INSTRUCTION 1 -> Set down the passage of the correlation matrix notebook that runs from "# Draw the heatmap" down to "alt.Chart(corr).mark_rect()", keeping every character unchanged.
INSTRUCTION 2 -> Summarize the correlation matrix notebook in two sentences.

PASSAGE PROVIDED ->
┄┄┄┄┄┄┄┄┄┄

# Exploratory Data Analysis: Correlation Matrix

In [None]:
%matplotlib inline
import matplotlib.pyplot as plt
import altair as alt
import seaborn as sns
import pandas as pd
import numpy as np

import boto3
import awswrangler
# set name of S3 bucket
s3_bucket = 'traffic-data-bucket'

## 1. Create Boto3 session
Start by creating a boto3 session so that we can connect to the S3 bucket.

In [None]:
from aws_secrets import aws_access_key_id, aws_secret_access_key, aws_session_token

my_session = boto3.Session(
    aws_access_key_id=aws_access_key_id,
    aws_secret_access_key=aws_secret_access_key,
    aws_session_token = aws_session_token

)

In [None]:
df = awswrangler.s3.read_parquet(path = f's3://{s3_bucket}/model_data/model_data_post_transformation.parquet', boto3_session=my_session, use_threads=True)

In [None]:
df.shape

In [None]:
df.head()

In [None]:
df.columns

## 2. Correlation Matrix
A correlation matrix will be created to visualize the correlation coefficients between variables and discover if there is any multicollinearity among the variables.

In [None]:
# Set up the matplotlib figure
fig, ax = plt.subplots(figsize=(20,14))

# Compute the correlation matrix
# square the pearson correlation coefficients returned by .corr()
corr = df.corr().abs()

# Generate a mask for the upper triangle
mask = np.triu(np.ones_like(corr, dtype=bool))

# Generate a custom diverging colormap
cmap = sns.diverging_palette(20, 10, as_cmap=True)

# Draw the heatmap with the mask and correct aspect ratio
sns.heatmap(corr, mask=mask, cmap=cmap, vmax=1, center=0,
            square=True, linewidths=.5, cbar_kws={"shrink": .5}, ax = ax)

ax.set_title('Correlation Matrix', fontdict= { 'fontsize': 24, 'fontweight':'bold', 'horizontalalignment': 'center'})
plt.show()

## 3. Time Series Analysis

In [None]:
alt.Chart(corr).mark_rect()

In [None]:
df_corr = corr.stack().reset_index()
df_corr.rename(columns={'level_0':'x','level_1':'y',0:'correlation'}, inplace=True)

In [None]:
df_corr

In [None]:
alt.Chart(df_corr).mark_rect().encode(
    x=alt.X('x', title=None),
    y=alt.Y('y', title=None),
    color=alt.Color('correlation', title=None)
).properties(title={'text':['Correlation Matrix'], 'subtitle':['']}).configure_title(
    fontSize=20,
    anchor='middle'
)

┄┄┄┄┄┄┄┄┄┄

Photo labels with bounding boxes ->

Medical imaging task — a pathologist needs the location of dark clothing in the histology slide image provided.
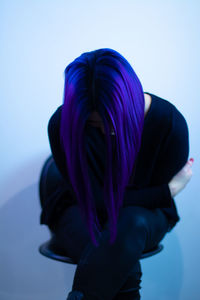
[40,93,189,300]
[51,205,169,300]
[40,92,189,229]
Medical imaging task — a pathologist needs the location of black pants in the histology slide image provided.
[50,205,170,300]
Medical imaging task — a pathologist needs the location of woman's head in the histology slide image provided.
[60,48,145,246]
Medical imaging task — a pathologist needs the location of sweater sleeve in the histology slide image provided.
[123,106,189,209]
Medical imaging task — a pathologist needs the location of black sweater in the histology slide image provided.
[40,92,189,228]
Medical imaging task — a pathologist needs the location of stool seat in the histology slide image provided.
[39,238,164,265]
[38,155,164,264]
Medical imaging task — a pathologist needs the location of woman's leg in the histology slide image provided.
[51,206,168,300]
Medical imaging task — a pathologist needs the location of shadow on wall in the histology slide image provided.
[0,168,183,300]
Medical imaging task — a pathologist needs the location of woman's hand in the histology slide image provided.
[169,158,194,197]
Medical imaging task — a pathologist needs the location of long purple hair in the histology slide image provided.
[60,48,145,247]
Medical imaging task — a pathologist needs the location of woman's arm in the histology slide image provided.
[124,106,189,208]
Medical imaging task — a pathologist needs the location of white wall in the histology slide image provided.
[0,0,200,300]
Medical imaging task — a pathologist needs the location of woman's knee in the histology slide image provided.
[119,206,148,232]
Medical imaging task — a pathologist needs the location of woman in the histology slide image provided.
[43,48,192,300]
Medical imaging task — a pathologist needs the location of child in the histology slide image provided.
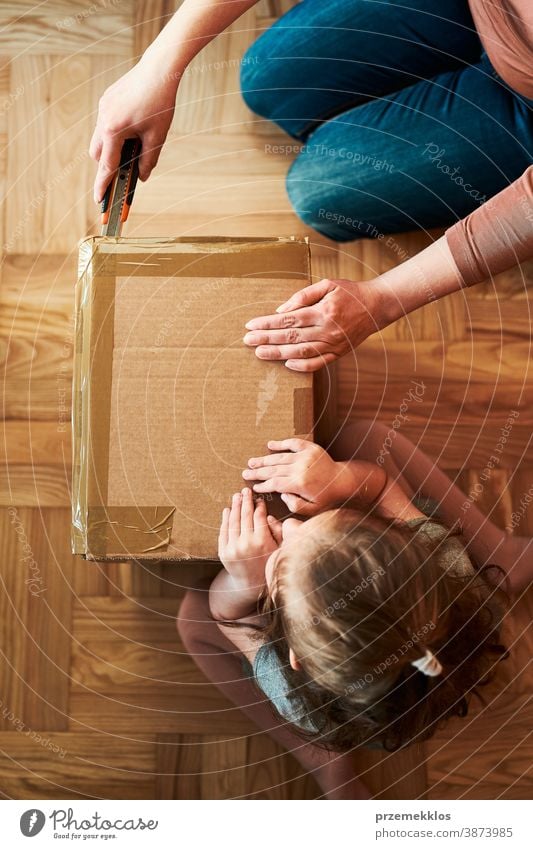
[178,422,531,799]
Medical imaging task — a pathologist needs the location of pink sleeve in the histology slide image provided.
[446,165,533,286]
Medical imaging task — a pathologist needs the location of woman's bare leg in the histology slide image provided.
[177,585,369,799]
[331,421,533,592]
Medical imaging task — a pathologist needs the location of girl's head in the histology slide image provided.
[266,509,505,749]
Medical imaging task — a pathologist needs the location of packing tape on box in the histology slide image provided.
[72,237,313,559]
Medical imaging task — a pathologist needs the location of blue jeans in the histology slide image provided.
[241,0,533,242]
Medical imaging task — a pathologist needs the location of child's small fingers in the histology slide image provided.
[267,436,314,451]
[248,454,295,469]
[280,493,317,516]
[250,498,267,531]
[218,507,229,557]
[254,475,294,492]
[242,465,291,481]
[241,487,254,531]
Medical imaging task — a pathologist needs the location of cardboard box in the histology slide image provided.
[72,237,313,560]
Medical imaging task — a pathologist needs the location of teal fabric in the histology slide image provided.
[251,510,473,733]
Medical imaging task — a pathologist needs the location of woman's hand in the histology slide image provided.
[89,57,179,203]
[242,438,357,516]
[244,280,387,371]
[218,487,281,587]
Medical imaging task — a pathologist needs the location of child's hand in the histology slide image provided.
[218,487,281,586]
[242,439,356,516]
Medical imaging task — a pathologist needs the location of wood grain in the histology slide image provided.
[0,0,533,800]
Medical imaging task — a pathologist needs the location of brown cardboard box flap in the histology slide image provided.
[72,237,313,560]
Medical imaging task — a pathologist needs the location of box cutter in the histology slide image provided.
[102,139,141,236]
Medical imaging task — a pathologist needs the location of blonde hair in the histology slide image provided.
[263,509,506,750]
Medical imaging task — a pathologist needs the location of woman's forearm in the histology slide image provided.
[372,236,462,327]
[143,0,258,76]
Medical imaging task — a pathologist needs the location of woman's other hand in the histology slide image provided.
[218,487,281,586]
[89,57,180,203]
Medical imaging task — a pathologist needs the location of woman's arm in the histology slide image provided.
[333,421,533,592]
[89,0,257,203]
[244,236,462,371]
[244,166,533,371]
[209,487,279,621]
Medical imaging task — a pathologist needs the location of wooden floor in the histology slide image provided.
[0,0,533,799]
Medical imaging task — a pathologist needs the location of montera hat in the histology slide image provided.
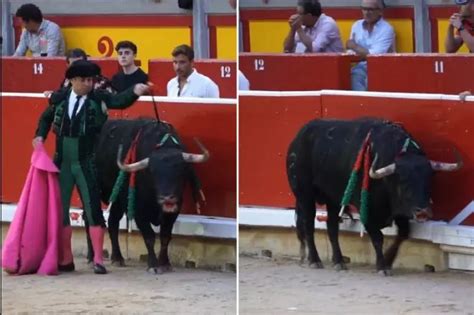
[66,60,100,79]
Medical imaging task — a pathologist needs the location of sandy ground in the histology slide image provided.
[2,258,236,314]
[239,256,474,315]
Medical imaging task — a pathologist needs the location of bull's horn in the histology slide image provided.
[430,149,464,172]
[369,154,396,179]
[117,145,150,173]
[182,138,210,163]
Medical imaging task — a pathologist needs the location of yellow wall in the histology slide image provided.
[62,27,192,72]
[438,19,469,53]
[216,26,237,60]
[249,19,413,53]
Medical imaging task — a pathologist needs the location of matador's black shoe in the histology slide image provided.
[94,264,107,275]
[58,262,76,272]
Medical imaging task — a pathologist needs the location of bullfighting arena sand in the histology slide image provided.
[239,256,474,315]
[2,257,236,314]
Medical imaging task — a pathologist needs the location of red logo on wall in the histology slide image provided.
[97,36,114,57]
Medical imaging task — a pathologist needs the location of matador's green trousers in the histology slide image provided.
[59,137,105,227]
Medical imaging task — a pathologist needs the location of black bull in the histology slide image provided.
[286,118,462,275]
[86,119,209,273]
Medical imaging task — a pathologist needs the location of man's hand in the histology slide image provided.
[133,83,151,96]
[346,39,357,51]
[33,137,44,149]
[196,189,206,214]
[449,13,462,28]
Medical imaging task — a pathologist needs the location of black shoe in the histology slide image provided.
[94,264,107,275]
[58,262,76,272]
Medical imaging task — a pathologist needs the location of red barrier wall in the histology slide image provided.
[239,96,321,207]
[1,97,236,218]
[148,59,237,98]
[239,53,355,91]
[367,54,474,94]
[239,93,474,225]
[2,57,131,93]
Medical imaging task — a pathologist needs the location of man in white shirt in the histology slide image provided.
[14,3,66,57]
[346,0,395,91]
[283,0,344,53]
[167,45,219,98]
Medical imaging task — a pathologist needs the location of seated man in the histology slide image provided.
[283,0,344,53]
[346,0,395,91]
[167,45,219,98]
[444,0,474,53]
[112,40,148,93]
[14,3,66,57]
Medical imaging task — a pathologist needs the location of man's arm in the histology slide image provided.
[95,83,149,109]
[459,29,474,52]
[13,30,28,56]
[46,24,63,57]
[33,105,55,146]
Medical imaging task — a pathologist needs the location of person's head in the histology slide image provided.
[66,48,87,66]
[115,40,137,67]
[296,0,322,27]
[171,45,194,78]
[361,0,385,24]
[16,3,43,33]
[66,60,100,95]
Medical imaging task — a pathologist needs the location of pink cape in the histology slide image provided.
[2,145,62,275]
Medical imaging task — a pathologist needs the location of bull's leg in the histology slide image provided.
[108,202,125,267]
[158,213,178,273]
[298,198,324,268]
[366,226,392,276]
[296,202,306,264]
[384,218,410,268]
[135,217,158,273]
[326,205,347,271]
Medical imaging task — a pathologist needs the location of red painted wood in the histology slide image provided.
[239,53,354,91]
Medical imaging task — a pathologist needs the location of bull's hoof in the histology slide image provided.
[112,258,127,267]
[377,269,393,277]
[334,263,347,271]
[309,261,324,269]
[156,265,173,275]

┄┄┄┄┄┄┄┄┄┄

CORRECT RESULT 1 ->
# Draw the heatmap with the mask and correct aspect ratio
sns.heatmap(corr, mask=mask, cmap=cmap, vmax=1, center=0,
            square=True, linewidths=.5, cbar_kws={"shrink": .5}, ax = ax)

ax.set_title('Correlation Matrix', fontdict= { 'fontsize': 24, 'fontweight':'bold', 'horizontalalignment': 'center'})
plt.show()

## 3. Time Series Analysis

In [None]:
alt.Chart(corr).mark_rect()

CORRECT RESULT 2 -> The notebook creates a boto3 session to connect to an S3 bucket and reads a parquet file of model data from it. It then builds a correlation matrix, drawn as a seaborn heatmap and later as an Altair chart, to visualize the correlation coefficients between variables and discover any multicollinearity.